GIVEN TEXT
--- Start ---
David, here we go. Dems adopt a more "confrontational" stance.

If at first you don't succeed, try the same mistakes again.

usatoday.com

Dems adopt a more confrontational stance

By Susan Page, USA TODAY

House Democratic leader Richard Gephardt of Missouri will announce today that he won't run for another term as leader, aides said Wednesday, as Democrats vowed to take a tougher line toward President Bush in the wake of Tuesday's elections.

Gephardt has decided to focus on a bid for the presidency in 2004, a senior adviser said. When newly elected House Democrats meet next week to organize for Congress' next session, California Rep. Nancy Pelosi, now his top deputy, is favored to win the leadership job. She will be challenged by Texas Rep. Martin Frost.

Pelosi's election would give House Democrats a more liberal face and their first female leader.

The shuffle was one piece of a broader scramble by Democrats to figure out why the party's candidates didn't fare better, how they should behave in a reshaped political world and what they need to do to better challenge Bush when he's on the ballot in two years.

The tone at news conferences and interviews alternated between defiant and defensive. Some portrayed the election outcome — Republicans regained control of the Senate and strengthened their margin in the House — as a red flag for the party. Democrats had a net gain of three or four governorships.

"Democrats should not mistake the magnitude of this loss," former vice president Al Gore, who is expected to join Gephardt as a presidential contender, said in an interview with ABC. "There has to be a major regrouping."

But Democratic National Chairman Terry McAuliffe said the Republicans' showing was a "tactical" but not ideological victory — one that reflected their greater campaign resources and the power of the president's bully pulpit, not a significant shift in voter sentiment.

Key Democrats said to expect a more confrontational stance by members of Congress toward Bush and an increasing spotlight on the presidential contenders who hope to take him on. The cooperation Bush has sought and sometimes gotten from Democrats on education, defense and other issues will be a harder sell, they say.
--- End ---
PROBLEM 1
In the records, from the line with "In the photo above, where can the dirt slope" through the end of the records, substitute "granite boulder" for "gray rock". Give only those lines, with everything else unchanged.

SUPPLIED INFORMATION
--- Start ---
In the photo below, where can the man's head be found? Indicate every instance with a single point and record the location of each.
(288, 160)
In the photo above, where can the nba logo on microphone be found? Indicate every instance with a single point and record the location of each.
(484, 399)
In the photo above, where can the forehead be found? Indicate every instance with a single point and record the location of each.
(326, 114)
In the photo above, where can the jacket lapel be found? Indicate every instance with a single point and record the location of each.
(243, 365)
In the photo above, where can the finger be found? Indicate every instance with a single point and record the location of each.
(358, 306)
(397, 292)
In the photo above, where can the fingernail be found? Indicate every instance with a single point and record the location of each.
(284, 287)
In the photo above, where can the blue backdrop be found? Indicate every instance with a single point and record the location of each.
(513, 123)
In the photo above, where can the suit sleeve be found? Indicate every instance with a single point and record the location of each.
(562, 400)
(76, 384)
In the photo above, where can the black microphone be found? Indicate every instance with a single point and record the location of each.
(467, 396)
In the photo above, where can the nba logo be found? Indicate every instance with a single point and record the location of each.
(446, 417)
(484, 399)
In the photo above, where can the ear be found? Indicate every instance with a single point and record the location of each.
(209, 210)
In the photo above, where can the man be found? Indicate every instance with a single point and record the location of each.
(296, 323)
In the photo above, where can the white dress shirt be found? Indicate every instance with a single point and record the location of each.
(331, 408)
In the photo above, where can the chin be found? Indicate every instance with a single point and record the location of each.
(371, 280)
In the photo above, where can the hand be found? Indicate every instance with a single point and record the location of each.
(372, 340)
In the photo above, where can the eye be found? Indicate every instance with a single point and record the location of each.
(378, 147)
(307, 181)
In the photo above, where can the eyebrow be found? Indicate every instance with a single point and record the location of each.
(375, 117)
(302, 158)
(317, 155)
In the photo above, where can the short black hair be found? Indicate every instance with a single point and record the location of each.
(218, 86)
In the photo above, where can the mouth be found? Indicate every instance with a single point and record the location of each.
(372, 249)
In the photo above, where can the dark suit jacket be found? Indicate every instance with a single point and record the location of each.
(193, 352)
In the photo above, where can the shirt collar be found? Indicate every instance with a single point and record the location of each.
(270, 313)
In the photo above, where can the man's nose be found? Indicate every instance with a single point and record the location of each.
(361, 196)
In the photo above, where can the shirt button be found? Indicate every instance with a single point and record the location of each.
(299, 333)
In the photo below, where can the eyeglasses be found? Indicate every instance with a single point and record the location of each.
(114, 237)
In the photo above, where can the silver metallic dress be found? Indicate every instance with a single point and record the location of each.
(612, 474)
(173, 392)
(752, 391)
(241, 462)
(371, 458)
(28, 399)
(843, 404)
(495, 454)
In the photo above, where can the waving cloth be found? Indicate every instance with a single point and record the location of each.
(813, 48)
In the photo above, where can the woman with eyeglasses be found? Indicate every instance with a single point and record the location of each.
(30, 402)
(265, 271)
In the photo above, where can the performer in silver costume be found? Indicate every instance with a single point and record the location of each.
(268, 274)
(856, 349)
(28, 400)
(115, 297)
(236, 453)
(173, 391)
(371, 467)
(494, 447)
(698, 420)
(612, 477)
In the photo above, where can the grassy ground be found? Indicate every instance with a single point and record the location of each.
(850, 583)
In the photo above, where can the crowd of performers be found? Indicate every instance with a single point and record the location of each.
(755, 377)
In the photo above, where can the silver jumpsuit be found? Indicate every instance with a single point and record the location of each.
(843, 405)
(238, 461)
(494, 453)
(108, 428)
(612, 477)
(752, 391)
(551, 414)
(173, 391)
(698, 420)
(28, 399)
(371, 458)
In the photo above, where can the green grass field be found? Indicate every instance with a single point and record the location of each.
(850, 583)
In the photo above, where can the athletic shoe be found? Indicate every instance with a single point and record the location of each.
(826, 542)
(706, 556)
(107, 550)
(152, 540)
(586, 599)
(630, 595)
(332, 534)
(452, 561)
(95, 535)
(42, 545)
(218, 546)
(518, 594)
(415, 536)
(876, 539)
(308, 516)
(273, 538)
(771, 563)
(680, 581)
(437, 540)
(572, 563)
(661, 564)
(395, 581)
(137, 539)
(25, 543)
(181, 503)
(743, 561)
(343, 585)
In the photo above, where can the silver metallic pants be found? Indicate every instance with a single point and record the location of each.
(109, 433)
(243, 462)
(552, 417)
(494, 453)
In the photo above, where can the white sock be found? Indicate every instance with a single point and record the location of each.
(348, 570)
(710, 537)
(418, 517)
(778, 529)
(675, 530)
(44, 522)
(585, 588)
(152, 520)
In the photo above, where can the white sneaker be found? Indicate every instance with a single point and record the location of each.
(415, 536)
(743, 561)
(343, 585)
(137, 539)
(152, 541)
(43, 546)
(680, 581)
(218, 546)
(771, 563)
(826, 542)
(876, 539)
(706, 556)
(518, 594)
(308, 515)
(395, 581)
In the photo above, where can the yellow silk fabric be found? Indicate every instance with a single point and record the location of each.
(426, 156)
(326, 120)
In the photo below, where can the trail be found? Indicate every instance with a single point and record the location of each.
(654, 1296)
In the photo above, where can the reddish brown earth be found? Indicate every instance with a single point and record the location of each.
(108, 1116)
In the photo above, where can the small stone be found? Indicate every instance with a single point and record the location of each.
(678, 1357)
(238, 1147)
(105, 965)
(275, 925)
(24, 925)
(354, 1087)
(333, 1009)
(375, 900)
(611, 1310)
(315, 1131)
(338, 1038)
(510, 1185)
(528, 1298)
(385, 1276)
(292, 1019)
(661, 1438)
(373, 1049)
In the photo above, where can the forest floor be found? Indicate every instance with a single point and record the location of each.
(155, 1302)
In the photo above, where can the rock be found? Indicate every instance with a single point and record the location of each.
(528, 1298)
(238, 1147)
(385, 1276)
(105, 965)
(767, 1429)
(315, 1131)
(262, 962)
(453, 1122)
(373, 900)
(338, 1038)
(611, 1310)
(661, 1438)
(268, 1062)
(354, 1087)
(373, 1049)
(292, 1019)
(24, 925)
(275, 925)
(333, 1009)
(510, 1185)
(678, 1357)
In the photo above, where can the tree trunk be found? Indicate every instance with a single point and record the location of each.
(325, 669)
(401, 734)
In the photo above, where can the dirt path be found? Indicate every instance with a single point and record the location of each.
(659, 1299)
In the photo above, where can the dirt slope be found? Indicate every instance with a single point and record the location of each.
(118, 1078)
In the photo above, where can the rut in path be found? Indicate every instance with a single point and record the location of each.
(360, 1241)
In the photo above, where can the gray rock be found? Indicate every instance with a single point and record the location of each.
--- End ---
PROBLEM 2
Continue the news article on the Democrats' response to the elections from where it stops.

TASK ANSWER 1
In the photo above, where can the dirt slope be found? Indicate every instance with a single point and record the location of each.
(118, 1078)
In the photo above, where can the rut in path be found? Indicate every instance with a single point and record the location of each.
(360, 1241)
In the photo above, where can the granite boulder be found? Indicate every instance with a single point and record the location of each.

TASK ANSWER 2
"You're going to hear a much more full-throated critique of (Bush's) economic program and you're going to see more of a critique of his unilateralist foreign policy," says John Podesta, a White House chief of staff for President Clinton who now advises Democratic congressional leaders. "You'll see Democrats challenge him across-the-board."

Democrats say they'll feel free to hold Republicans responsible for everything from the state of the economy to the security of the homeland. "The president got what he asked for last night, and now he will have to produce," McAuliffe said as he made a round of appearances before reporters. "This is his sputtering economy, and he must take responsibility for it."

Of course, Democrats will feel free to leave governance to the GOP because they no longer control any part of the federal government — not the election aftermath they wanted.

"There's no illusions now," Democratic pollster Stan Greenberg said. "We're the opposition, the official opposition, and they have control of all the levers of power and all the agencies of the government."

With Tuesday's setbacks, Democrats will be able to block legislation through a Senate filibuster but they won't be able to pass legislation on their own. Without committee chairmanships, they won't be able to issue subpoenas or launch investigations of the administration unless the GOP agrees. Judicial nominations will be harder to submarine.

On the other hand, Democrats will be able to delay, criticize and kvetch.

But there are risks for Democrats if they seem irresponsible. And a debate already is brewing within Democrats ranks over whether the more confrontational stance the party will take — and its promise to offer a clearer alternative policy on the economy and other issues — means a return to traditional liberalism.

Party liberals argued that Democrats made a mistake in this campaign by not calling for repeal of last year's $1.35 trillion tax cut and not questioning the administration more skeptically on its request for authorization to take military action against Iraq.

The failure to give voters a clear sense of the party's economic priorities was "a particularly strong indictment of the Democrats," says John Sweeney, president of the AFL-CIO, a backbone of the party. While its members no longer vote as solidly Democratic as in the past, the union still offers critical financial, get-out-the-vote and grassroots support to party candidates across the nation.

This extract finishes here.